_Task to complete:_
Reproduce the lines below verbatim, starting at the line that contains "In which part of the above scan can the sofa" and ending at the final line of the records, with both ends included.

_Data records:_
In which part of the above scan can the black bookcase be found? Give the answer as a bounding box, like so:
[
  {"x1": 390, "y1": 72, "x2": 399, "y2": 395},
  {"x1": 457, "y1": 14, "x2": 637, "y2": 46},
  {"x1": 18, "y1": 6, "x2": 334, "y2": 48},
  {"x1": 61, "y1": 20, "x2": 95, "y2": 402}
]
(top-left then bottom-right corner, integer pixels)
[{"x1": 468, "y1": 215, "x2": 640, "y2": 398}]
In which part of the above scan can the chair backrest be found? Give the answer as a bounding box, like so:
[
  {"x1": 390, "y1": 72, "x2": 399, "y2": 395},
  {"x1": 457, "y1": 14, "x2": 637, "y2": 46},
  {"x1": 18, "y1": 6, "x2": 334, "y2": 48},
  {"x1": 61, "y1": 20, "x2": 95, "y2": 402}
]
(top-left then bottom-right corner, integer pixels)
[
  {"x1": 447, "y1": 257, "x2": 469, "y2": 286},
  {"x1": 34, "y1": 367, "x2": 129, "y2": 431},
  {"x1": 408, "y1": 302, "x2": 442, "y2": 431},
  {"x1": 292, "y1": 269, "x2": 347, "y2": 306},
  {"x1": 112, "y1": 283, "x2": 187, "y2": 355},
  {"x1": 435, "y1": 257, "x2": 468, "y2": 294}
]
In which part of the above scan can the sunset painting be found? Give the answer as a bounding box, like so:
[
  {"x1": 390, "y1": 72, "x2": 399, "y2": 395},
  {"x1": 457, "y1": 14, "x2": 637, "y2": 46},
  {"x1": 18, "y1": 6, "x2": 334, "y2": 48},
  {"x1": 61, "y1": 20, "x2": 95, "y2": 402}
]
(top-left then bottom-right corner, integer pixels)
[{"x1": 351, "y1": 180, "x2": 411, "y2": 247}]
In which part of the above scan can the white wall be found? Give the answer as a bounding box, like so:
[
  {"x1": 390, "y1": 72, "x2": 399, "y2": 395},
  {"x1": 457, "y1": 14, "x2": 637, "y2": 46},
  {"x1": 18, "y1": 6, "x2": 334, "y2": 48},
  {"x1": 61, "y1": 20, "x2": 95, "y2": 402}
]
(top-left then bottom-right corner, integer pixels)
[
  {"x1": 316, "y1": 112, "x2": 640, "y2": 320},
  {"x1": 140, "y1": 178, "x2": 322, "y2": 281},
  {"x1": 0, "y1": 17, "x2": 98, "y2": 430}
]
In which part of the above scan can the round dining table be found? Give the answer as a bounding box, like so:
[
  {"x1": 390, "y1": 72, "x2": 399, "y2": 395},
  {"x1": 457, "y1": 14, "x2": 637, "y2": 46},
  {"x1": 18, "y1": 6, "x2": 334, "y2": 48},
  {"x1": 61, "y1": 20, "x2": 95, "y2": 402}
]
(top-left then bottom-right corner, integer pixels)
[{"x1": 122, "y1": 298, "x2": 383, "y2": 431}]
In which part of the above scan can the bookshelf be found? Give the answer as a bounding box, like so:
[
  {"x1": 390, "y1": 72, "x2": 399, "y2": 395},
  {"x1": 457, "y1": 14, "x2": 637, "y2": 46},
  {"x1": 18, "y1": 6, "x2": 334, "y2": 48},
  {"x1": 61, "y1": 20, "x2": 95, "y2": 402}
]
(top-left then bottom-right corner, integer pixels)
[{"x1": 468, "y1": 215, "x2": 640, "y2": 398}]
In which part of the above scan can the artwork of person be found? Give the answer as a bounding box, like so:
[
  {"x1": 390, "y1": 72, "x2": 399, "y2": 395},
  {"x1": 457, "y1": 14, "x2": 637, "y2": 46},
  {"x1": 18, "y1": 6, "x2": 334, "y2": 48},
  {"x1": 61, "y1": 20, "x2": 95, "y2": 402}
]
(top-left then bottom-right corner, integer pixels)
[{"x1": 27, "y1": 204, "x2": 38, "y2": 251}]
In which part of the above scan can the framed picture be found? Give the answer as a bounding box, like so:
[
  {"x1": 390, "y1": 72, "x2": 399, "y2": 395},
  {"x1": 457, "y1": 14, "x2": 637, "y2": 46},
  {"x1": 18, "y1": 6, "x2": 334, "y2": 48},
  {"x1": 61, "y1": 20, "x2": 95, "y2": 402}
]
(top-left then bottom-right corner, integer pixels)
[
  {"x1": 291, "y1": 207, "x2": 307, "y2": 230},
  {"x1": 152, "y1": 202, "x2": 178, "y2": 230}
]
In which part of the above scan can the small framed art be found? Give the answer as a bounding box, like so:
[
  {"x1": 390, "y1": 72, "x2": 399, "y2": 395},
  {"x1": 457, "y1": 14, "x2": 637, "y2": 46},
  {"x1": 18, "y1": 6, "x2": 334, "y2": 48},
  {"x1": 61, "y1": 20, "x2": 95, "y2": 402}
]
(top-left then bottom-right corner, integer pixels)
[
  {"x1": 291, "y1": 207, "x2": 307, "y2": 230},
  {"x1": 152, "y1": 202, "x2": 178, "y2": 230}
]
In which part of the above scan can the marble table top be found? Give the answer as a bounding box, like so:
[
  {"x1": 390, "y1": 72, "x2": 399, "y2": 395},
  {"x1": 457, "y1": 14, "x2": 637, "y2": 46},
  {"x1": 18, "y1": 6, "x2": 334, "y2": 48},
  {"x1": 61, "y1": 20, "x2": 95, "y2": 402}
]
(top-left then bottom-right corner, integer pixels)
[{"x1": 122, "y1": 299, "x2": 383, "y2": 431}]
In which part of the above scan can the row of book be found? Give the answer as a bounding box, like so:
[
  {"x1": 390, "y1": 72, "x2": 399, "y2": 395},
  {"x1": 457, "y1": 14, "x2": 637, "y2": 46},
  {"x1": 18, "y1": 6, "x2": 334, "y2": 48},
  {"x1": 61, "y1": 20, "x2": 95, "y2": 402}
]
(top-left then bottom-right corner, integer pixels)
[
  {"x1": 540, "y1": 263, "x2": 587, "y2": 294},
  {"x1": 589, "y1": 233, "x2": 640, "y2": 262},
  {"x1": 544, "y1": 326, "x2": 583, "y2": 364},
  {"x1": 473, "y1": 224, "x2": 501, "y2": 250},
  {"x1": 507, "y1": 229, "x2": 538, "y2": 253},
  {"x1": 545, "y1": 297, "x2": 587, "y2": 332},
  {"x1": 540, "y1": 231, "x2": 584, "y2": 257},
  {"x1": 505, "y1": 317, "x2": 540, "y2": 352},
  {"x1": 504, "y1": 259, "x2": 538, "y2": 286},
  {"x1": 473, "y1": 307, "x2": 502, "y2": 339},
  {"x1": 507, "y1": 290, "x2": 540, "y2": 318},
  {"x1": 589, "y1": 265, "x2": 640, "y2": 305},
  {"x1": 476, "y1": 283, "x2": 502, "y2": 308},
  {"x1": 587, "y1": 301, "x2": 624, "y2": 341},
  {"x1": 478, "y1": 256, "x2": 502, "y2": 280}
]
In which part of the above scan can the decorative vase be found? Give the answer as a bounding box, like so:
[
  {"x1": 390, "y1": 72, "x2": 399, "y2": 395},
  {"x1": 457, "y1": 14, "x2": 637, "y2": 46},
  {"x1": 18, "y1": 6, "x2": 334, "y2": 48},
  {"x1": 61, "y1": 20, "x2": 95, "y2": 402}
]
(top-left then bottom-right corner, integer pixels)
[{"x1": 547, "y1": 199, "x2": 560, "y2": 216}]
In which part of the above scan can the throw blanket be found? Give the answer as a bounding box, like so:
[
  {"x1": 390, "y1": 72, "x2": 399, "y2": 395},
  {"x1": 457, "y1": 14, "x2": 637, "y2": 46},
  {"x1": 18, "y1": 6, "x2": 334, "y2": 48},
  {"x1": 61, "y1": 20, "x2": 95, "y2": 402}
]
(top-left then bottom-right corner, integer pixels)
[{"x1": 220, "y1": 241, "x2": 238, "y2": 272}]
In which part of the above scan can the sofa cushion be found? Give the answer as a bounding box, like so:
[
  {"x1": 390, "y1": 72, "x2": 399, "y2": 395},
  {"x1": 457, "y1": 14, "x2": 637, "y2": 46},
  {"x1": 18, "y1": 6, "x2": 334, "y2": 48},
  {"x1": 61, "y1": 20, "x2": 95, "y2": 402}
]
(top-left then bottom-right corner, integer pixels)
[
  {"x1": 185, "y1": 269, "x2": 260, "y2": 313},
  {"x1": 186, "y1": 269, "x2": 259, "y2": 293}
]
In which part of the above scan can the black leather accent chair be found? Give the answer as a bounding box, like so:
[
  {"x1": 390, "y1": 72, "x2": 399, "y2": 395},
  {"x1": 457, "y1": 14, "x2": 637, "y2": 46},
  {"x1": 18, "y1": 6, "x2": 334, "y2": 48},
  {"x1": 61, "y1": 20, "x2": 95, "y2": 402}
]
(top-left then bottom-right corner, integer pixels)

_Completed exercise:_
In which part of the above scan can the sofa cushion be found? Give the answer as a bounding box, like so:
[
  {"x1": 390, "y1": 72, "x2": 399, "y2": 395},
  {"x1": 457, "y1": 14, "x2": 637, "y2": 46},
  {"x1": 18, "y1": 6, "x2": 334, "y2": 48},
  {"x1": 61, "y1": 20, "x2": 95, "y2": 402}
]
(top-left then bottom-right corner, integer pixels)
[
  {"x1": 185, "y1": 269, "x2": 260, "y2": 313},
  {"x1": 186, "y1": 269, "x2": 259, "y2": 293}
]
In which part of the above scan can the black leather accent chair be found? Give the answer as a bounding box, like so:
[
  {"x1": 390, "y1": 72, "x2": 399, "y2": 395},
  {"x1": 457, "y1": 14, "x2": 637, "y2": 46},
  {"x1": 18, "y1": 6, "x2": 334, "y2": 48},
  {"x1": 61, "y1": 20, "x2": 95, "y2": 402}
]
(top-left then bottom-right corner, integer pixels)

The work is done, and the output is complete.